* [Exercise text]:

--- START ---

We want to look our best, especially during summer, but products marketed as having antiaging properties are often expensive with no promise of results. But what if a cheap, widely available plant oil was actually effective in fighting the aging process? Research has suggested that the ubiquitous olive oil may not only benefit cardiovascular health, but also fight wrinkles.
The health benefits of olive oil are due to its antioxidant and anti-inflammatory abilities, which prompted research into what effects it may have on skin aging. A cross-sectional study was then performed on 1,264 women and 1,655 men between 45 and 60 years old. Dietary intake of mono-unsaturated fats was estimated through diet records, and severity of skin photoaging was graded by trained investigators using a 6-point scale. "Photoaging" is what it sounds like: aging caused by high UV radiation exposure. Overall, a higher intake of mono-unsaturated fats (MUFAs) (highest vs lowest quartile) reduced the risk of severe photoaging by 24%. For MUFAs in vegetable oils, being in the highest quartile of consumption resulted in a 37% reduced risk for women and a 45% reduction for men. Only olive oil had a significant effect on skin aging. Therefore, increasing your olive oil intake, in salad dressings and dips to prevent heat-related oxidative damage, could be another simple antiaging tool. If you don't like olive oil, you can always make your own skincare products rich in the oil or apply it straight to your skin. I myself mix it with honey and turmeric powder about once a week, keeping it on my face and neck for 5-10 minutes.

--- END ---

* [Given information]:
--- START ---

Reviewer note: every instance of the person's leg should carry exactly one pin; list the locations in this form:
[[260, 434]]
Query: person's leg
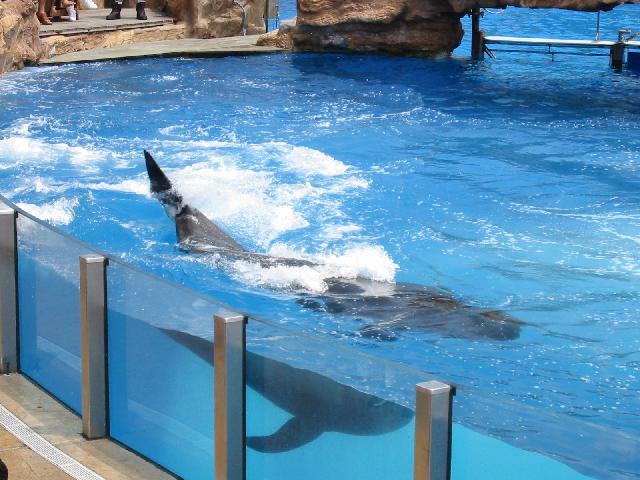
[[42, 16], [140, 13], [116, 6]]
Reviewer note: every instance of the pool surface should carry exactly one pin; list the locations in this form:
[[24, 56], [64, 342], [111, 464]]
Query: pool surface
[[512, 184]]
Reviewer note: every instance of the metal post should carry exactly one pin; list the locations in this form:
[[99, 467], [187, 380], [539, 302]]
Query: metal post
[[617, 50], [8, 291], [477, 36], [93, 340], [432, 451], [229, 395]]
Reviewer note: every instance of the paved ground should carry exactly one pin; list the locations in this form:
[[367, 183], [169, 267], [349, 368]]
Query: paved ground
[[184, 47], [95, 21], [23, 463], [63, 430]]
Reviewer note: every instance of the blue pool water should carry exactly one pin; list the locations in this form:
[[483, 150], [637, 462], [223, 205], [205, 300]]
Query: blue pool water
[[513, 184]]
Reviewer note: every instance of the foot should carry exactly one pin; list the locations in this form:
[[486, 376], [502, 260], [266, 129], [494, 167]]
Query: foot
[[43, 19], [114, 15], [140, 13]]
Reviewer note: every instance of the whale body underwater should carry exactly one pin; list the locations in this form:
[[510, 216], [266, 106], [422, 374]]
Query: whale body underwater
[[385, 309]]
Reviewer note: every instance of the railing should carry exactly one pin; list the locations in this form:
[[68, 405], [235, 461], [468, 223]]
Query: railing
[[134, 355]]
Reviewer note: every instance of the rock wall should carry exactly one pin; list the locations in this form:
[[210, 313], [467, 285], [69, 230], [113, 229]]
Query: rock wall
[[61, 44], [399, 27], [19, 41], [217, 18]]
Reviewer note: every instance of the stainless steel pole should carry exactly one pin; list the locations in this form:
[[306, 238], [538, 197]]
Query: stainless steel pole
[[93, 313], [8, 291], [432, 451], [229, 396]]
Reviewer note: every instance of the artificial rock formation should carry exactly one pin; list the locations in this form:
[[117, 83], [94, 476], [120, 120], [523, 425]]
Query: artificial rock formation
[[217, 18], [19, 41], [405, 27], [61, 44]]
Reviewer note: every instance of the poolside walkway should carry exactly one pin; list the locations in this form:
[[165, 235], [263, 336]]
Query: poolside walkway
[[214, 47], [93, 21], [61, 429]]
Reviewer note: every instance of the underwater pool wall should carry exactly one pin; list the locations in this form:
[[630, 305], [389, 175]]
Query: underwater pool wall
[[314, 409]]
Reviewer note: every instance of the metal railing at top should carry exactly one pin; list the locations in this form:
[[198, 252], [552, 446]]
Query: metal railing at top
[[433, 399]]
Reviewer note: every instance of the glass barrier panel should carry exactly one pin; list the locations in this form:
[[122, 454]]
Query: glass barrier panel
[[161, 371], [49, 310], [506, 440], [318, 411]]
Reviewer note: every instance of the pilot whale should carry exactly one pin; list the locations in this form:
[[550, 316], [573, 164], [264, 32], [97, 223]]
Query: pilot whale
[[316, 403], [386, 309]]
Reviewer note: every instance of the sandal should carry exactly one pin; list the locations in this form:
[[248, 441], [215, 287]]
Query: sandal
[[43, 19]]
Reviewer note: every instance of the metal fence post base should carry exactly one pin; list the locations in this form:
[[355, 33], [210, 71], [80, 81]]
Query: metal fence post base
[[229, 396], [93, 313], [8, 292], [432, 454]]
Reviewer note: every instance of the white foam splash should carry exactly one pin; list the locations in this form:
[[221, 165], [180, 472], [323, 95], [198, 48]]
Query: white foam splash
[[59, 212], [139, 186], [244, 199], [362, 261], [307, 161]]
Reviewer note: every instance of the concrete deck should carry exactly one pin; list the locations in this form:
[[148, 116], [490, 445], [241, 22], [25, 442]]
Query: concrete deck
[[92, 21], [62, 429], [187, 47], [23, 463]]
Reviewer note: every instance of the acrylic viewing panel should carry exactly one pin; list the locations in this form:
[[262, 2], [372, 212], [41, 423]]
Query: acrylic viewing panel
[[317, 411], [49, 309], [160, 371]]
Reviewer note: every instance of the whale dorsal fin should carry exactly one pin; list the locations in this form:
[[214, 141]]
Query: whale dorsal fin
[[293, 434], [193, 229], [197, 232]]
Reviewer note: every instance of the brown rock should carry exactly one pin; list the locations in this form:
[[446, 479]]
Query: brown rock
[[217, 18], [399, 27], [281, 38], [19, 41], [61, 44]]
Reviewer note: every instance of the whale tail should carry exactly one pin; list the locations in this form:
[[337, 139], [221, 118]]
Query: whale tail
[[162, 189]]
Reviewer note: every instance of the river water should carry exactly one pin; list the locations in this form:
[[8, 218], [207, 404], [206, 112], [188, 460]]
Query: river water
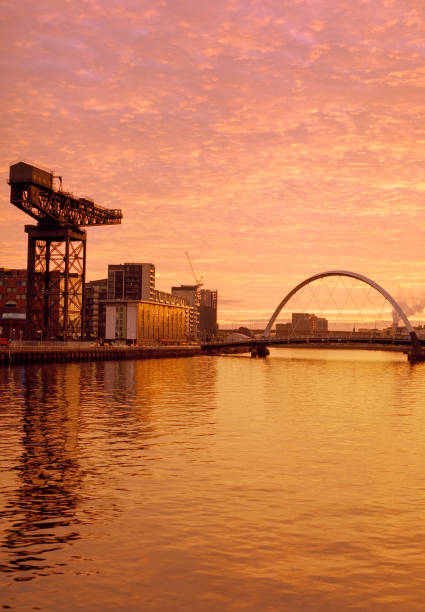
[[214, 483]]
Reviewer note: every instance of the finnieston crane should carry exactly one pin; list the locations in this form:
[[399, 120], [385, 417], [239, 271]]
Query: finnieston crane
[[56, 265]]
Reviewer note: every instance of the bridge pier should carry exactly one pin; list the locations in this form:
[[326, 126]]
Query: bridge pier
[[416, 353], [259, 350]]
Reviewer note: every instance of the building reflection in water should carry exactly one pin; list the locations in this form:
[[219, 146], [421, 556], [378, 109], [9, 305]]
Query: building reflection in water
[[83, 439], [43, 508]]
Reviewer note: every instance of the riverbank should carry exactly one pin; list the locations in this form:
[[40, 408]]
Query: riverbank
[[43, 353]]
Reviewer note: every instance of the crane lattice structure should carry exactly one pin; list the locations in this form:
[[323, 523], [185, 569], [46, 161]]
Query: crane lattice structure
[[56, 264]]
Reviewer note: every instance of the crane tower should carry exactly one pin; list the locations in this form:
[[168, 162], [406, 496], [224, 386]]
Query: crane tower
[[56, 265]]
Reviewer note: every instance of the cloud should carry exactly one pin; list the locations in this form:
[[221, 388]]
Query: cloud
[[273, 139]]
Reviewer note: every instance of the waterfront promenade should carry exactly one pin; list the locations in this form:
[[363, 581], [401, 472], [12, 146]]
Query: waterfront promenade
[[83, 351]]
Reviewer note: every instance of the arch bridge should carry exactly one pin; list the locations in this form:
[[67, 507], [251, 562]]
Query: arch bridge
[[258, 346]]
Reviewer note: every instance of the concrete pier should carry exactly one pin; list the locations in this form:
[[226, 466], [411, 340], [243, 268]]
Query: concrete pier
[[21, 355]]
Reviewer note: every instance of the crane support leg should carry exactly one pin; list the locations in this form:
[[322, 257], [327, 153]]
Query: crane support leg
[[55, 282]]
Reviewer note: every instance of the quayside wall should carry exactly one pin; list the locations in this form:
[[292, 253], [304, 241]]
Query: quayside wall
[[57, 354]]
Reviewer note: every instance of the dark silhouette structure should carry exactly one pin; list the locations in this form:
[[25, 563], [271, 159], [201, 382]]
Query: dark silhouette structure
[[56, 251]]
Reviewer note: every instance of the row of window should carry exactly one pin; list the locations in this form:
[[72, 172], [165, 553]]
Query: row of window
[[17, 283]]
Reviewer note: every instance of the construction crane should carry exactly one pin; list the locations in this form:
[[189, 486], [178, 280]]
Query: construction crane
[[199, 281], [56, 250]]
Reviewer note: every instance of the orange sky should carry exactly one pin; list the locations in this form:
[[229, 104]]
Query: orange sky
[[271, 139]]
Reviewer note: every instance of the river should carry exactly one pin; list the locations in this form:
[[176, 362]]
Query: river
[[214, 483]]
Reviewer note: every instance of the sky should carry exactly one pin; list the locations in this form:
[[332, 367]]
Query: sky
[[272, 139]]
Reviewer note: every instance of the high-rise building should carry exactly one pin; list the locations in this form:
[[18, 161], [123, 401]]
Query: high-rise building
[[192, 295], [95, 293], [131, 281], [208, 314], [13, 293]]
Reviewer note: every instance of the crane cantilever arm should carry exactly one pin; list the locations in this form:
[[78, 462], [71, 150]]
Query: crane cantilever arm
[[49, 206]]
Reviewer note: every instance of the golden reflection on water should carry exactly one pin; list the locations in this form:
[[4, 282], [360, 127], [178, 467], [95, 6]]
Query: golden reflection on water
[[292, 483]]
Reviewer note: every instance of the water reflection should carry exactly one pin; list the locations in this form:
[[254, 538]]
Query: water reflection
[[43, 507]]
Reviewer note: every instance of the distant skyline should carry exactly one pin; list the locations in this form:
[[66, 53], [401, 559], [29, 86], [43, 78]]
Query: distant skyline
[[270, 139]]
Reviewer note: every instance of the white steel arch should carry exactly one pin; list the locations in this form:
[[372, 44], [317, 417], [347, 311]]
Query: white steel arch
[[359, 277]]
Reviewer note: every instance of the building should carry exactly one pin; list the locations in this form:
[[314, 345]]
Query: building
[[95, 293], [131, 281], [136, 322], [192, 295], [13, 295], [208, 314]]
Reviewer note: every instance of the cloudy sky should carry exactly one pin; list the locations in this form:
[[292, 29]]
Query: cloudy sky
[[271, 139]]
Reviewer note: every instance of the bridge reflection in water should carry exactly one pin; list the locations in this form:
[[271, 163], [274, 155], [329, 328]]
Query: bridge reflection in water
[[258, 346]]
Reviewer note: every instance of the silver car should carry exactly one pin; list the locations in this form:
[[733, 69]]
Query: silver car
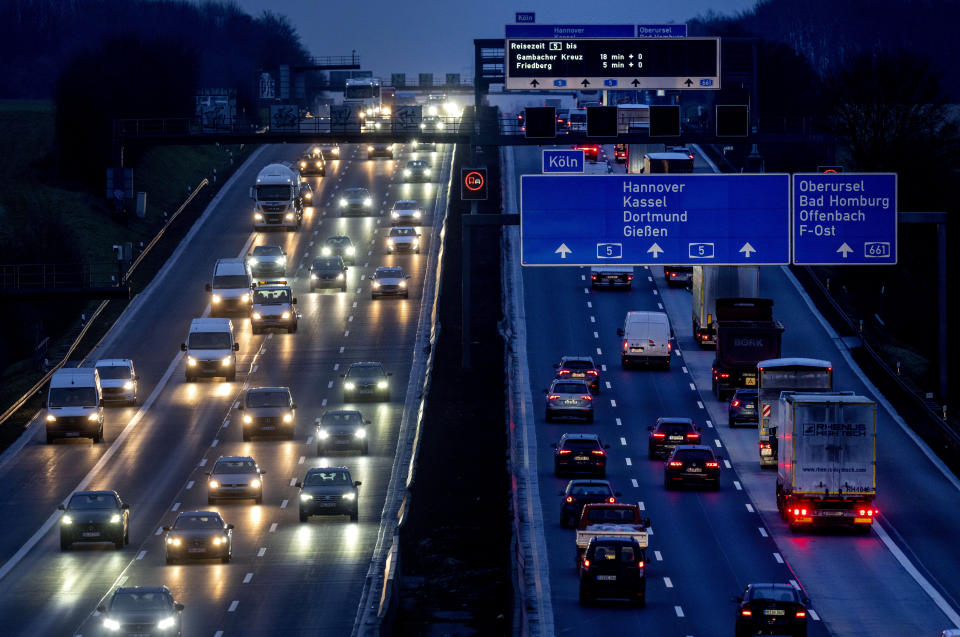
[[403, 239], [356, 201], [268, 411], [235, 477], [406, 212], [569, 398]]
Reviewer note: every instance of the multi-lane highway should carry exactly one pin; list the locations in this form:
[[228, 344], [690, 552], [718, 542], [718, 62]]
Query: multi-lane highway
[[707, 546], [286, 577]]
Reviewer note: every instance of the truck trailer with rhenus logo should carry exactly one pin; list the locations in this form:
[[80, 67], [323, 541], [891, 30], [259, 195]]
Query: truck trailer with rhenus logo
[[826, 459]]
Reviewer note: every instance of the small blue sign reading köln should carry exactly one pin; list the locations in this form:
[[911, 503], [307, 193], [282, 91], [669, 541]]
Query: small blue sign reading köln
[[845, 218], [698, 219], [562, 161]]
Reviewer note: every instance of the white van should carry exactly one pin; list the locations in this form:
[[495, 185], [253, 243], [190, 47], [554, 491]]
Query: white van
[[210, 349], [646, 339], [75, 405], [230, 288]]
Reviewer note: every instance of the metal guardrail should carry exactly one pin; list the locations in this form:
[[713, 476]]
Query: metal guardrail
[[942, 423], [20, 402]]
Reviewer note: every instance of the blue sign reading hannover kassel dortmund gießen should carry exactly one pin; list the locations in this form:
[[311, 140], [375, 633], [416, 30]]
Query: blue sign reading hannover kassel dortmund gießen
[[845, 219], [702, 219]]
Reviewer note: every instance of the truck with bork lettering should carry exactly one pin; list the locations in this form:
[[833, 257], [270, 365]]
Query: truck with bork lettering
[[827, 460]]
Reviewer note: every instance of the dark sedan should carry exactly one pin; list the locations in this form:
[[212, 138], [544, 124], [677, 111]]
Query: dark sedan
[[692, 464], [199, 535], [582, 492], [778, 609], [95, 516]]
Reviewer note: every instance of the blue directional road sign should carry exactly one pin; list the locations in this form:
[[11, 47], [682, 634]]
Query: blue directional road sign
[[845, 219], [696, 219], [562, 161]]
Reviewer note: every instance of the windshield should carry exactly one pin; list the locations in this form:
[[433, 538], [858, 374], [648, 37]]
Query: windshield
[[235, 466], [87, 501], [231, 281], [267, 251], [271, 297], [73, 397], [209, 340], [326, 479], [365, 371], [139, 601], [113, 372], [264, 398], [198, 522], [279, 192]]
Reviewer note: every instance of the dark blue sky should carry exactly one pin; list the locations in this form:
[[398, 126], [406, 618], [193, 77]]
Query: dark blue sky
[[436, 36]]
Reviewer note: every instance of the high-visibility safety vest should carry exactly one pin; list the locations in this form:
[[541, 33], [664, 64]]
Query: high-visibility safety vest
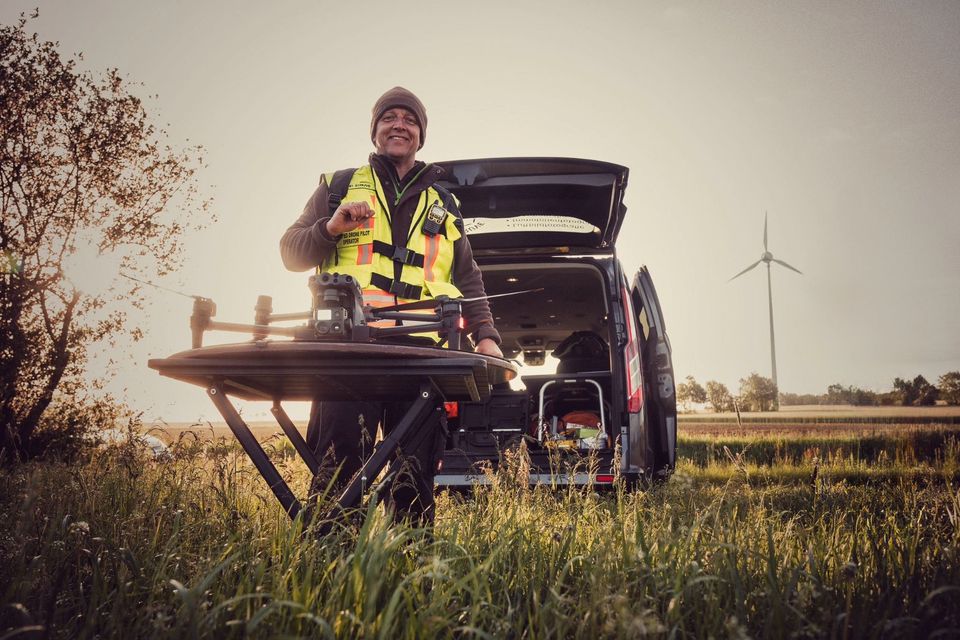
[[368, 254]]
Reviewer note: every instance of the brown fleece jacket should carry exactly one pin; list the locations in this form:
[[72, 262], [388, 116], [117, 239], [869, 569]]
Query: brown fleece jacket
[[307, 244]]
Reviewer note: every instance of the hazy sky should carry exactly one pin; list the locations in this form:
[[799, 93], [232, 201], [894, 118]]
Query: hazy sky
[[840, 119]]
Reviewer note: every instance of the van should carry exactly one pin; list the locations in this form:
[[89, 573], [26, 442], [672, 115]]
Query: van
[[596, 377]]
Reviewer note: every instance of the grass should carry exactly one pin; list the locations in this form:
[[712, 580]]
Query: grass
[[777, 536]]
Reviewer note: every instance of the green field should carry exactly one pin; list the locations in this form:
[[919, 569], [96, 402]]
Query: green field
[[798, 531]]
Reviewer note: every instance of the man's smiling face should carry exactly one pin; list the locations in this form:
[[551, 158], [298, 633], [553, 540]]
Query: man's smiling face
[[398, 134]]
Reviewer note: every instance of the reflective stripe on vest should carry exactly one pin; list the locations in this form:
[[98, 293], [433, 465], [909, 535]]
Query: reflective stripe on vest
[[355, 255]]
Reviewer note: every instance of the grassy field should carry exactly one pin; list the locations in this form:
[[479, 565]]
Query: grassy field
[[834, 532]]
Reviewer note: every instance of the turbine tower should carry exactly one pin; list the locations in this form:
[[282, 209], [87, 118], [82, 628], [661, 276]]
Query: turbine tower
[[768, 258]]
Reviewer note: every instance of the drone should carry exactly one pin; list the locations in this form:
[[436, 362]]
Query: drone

--- END ---

* [Exercises]:
**1)** In the olive oil article, what reduction in the risk of severe photoaging came with the highest intake of mono-unsaturated fats compared with the lowest?
**2)** Print the olive oil article starting at "We want to look" and ending at "also fight wrinkles.".
**3)** Carry on the olive oil article from the point where it stops.

* [Exercise answers]:
**1)** The risk of severe photoaging was reduced by 24%.

**2)**
We want to look our best, especially during summer, but products marketed as having antiaging properties are often expensive with no promise of results. But what if a cheap, widely available plant oil was actually effective in fighting the aging process? Research has suggested that the ubiquitous olive oil may not only benefit cardiovascular health, but also fight wrinkles.

**3)**
How does olive oil work, if it's just an oil? One "active ingredient" may be oleuropein. In a study on elderly mice, oleuropein significantly increased collagen production and growth of epithelial tissue over several days. It was found that the oleuropein raised levels of a growth factor which promotes wound healing. Olive oil could also change the expression of what was once thought to be untouchable: our genes. In a double-blind, randomised crossover trial, volunteers with metabolic syndrome were given olive oil-rich breakfasts with either a low or high phenol content. They all followed the same diet during this period too. The phenols in olive oil were found to modify the expression of 98 different genes, some of which were directly involved in inflammation. Aging is now sometimes known as "inflammaging", because so many age-related diseases have underlying inflammatory causes.
Olive oil could also have positive effects on another end-point of antiaging: mortality reduction. For this study, the results from the over forty thousand Spanish participants of the EPIC (European Prospective Investigation into Cancer and Nutrition) were used. During 13 years of follow-up, the highest quartile of olive oil consumption was linked with a 26% lower risk of dying when compared to those who did not consume any olive oil. There was also a 44% reduced risk of dying from cardiovascular disease. With every increase in olive oil intake of 10 grams, there was a 7% reduced risk of dying from any cause. There appeared to be a greater protective effect in people who did not smoke. All of these studies, and many more, point to olive oil being a valuable addition to your diet (unless heated past its smoke point) or skincare regime.